Set exercise: Find every line below that contains the word "tall", and copy each one.

Pointing entries for named objects
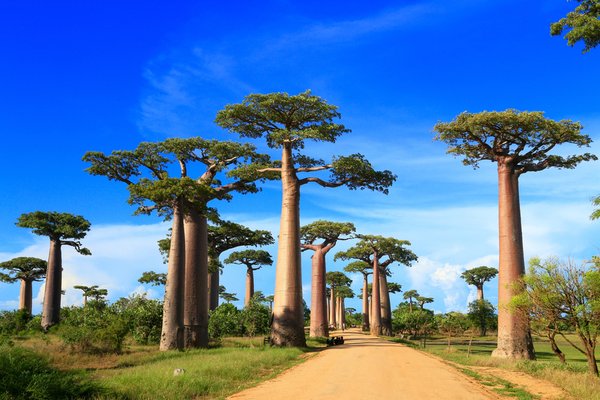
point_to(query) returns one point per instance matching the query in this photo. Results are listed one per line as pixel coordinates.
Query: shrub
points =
(224, 320)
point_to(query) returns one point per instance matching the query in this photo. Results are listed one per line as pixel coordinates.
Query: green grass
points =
(213, 373)
(572, 377)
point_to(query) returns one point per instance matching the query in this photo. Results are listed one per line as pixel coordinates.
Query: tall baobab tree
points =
(362, 268)
(253, 260)
(320, 237)
(336, 281)
(146, 173)
(63, 229)
(583, 24)
(518, 142)
(27, 270)
(287, 123)
(381, 253)
(478, 276)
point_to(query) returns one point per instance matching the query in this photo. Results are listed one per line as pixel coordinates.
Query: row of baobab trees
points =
(177, 178)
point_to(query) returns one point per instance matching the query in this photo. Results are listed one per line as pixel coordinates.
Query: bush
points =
(224, 320)
(144, 317)
(94, 328)
(255, 318)
(27, 375)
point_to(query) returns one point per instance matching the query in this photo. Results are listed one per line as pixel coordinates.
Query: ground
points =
(367, 367)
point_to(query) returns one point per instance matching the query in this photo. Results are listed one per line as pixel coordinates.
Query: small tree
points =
(518, 142)
(478, 276)
(583, 24)
(565, 292)
(320, 237)
(253, 260)
(92, 291)
(153, 278)
(482, 315)
(26, 270)
(63, 229)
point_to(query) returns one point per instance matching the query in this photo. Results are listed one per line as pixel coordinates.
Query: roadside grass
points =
(142, 372)
(572, 377)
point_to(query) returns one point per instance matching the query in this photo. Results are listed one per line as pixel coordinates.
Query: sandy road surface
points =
(366, 367)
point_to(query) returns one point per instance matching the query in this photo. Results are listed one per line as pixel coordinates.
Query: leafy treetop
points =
(522, 139)
(583, 24)
(61, 227)
(24, 268)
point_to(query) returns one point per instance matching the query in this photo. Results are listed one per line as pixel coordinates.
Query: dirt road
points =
(367, 367)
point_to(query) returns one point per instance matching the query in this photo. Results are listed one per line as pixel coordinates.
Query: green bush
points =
(94, 328)
(224, 320)
(255, 318)
(144, 317)
(27, 375)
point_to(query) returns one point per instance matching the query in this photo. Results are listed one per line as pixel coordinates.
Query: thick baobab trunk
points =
(386, 310)
(171, 336)
(25, 295)
(52, 291)
(195, 308)
(249, 286)
(375, 299)
(332, 309)
(318, 298)
(288, 312)
(365, 326)
(514, 336)
(213, 290)
(480, 292)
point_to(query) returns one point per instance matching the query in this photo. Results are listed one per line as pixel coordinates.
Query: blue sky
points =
(82, 76)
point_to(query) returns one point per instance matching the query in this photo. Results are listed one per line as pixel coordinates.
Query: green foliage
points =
(64, 227)
(582, 24)
(27, 375)
(143, 316)
(329, 231)
(14, 322)
(415, 323)
(520, 137)
(95, 328)
(283, 118)
(252, 259)
(256, 317)
(478, 276)
(482, 315)
(25, 268)
(225, 320)
(154, 278)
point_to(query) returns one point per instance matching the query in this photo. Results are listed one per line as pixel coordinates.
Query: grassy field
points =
(142, 372)
(572, 377)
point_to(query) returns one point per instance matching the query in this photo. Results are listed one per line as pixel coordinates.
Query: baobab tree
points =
(519, 142)
(336, 280)
(227, 235)
(478, 276)
(410, 295)
(153, 278)
(287, 123)
(63, 229)
(91, 291)
(582, 24)
(362, 268)
(320, 237)
(26, 270)
(253, 260)
(184, 200)
(380, 252)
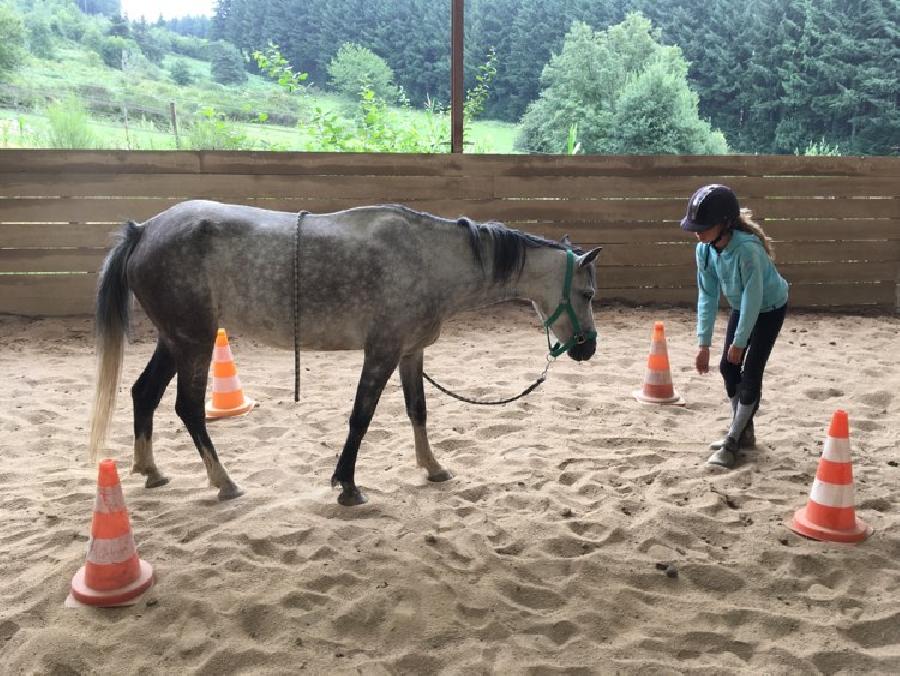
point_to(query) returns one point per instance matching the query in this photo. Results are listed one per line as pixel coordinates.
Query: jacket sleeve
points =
(707, 296)
(751, 270)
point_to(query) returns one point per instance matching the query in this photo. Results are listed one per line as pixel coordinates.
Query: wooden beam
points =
(456, 76)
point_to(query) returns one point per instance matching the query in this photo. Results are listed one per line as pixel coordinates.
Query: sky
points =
(170, 9)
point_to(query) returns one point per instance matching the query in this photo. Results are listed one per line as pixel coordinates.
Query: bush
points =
(355, 68)
(116, 51)
(212, 131)
(40, 36)
(12, 36)
(227, 64)
(69, 126)
(181, 73)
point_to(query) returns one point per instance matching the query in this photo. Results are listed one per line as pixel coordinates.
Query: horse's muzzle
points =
(583, 351)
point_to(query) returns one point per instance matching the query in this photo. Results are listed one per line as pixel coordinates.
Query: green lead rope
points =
(565, 305)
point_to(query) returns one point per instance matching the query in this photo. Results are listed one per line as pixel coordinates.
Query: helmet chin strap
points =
(719, 238)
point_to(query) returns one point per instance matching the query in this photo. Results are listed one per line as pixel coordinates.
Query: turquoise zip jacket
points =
(748, 278)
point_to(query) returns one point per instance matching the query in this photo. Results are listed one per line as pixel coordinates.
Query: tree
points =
(12, 36)
(227, 65)
(355, 67)
(115, 51)
(118, 27)
(181, 73)
(626, 92)
(656, 113)
(105, 7)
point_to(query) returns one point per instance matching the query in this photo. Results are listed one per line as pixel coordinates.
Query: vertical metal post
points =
(174, 124)
(457, 94)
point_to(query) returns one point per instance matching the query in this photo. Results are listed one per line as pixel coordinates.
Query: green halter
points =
(565, 305)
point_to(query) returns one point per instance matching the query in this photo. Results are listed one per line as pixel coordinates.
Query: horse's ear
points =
(590, 256)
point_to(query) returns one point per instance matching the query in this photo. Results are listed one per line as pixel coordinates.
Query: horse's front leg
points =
(414, 394)
(378, 366)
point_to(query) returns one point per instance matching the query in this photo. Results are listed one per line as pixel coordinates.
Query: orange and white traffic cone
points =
(228, 397)
(113, 573)
(830, 513)
(658, 388)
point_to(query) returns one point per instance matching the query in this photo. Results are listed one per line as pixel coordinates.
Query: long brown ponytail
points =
(746, 223)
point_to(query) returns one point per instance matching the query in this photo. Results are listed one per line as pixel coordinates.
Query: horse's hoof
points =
(352, 497)
(230, 491)
(155, 481)
(441, 475)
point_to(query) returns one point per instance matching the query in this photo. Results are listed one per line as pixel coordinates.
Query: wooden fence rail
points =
(835, 220)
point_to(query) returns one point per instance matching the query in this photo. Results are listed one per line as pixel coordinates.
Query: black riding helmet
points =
(710, 205)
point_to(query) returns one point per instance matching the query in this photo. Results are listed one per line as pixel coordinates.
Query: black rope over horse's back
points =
(528, 390)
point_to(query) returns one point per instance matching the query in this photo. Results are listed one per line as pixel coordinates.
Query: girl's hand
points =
(735, 354)
(702, 361)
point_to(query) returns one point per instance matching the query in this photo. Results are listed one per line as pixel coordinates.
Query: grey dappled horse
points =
(381, 279)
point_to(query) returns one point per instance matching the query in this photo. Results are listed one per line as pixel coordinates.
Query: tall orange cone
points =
(228, 397)
(113, 574)
(830, 513)
(658, 388)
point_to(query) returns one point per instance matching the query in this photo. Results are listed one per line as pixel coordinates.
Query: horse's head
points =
(565, 304)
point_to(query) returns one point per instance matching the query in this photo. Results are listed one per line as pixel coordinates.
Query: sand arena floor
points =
(539, 557)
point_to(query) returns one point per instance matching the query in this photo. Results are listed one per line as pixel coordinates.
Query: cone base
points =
(91, 597)
(802, 525)
(212, 413)
(675, 399)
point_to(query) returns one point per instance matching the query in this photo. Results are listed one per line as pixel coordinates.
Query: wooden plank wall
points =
(836, 221)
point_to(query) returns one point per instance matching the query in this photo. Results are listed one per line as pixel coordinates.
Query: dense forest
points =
(547, 76)
(772, 75)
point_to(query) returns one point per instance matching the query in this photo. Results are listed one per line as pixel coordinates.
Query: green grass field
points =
(145, 91)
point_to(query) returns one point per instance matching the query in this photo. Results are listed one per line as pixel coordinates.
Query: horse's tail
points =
(113, 298)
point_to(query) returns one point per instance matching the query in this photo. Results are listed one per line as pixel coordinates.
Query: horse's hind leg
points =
(414, 394)
(145, 394)
(193, 371)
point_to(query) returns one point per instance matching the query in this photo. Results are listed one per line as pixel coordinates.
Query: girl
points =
(735, 256)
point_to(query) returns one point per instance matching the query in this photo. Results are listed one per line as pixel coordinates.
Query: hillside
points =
(131, 108)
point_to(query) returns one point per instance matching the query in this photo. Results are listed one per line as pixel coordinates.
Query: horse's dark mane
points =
(509, 246)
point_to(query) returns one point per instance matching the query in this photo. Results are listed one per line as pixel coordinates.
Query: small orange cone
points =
(228, 398)
(830, 513)
(113, 574)
(658, 388)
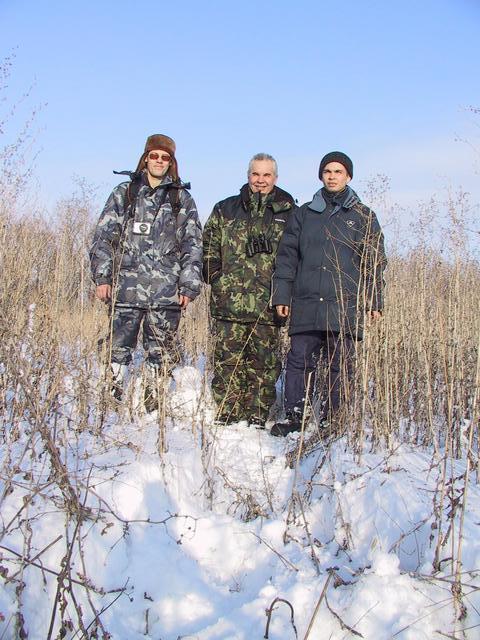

Finished exercise:
Query: tall baobab tree
Query: tall orange cone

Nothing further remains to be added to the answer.